++++ Material for this exercise ++++

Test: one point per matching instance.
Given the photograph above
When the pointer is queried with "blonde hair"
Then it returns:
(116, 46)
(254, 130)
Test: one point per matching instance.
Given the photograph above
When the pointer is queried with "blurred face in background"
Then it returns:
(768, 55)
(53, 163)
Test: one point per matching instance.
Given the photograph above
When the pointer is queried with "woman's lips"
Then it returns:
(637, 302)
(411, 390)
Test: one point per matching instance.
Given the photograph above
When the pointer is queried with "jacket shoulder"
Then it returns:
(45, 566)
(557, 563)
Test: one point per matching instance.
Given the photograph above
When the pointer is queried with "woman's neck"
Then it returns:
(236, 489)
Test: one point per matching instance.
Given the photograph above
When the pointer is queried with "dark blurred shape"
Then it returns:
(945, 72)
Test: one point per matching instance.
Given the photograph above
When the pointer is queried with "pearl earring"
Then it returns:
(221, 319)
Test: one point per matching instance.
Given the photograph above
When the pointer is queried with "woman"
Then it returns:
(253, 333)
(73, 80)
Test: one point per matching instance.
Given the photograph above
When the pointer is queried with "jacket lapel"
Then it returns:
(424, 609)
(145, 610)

++++

● **Task brief**: Write out every entry again, keeping each line exactly the same.

● **Response to this task**:
Test: one point per matching instance.
Given the photograph above
When the pointer is queried with "blonde hair"
Then it returns:
(116, 46)
(254, 130)
Test: one point per matching instance.
Given the photograph above
When the pointer is queried with "blurred face in background"
Then it returns:
(768, 55)
(53, 163)
Test: one point per matching instance.
Given the photograph above
When the pointer is queried with "woman's lips"
Then it returns:
(637, 302)
(411, 390)
Test: one point per matching instance.
Given the photograph above
When the pointer is queried with "jacket shoulder"
Then it returns:
(45, 566)
(557, 563)
Test: one point per matching instance.
Given the photograph above
When the pointer is queried with "woman's neck"
Then it returns:
(236, 489)
Test: one point per matching instance.
Given the photograph above
When the pointer is queried with "dark blurred shape"
Then it returns:
(945, 72)
Test: one point per matching instance.
Given the photograph above
When the pointer is queried with "pearl earring"
Then it returns:
(221, 319)
Test: one point per matching instance.
Given the photograph above
When the pointer is queried with "woman"
Then it returns:
(253, 333)
(73, 80)
Test: one point per matching instance.
Given the photograph above
When the pointer is queried with "jacket lapel"
Then it returns:
(424, 609)
(145, 610)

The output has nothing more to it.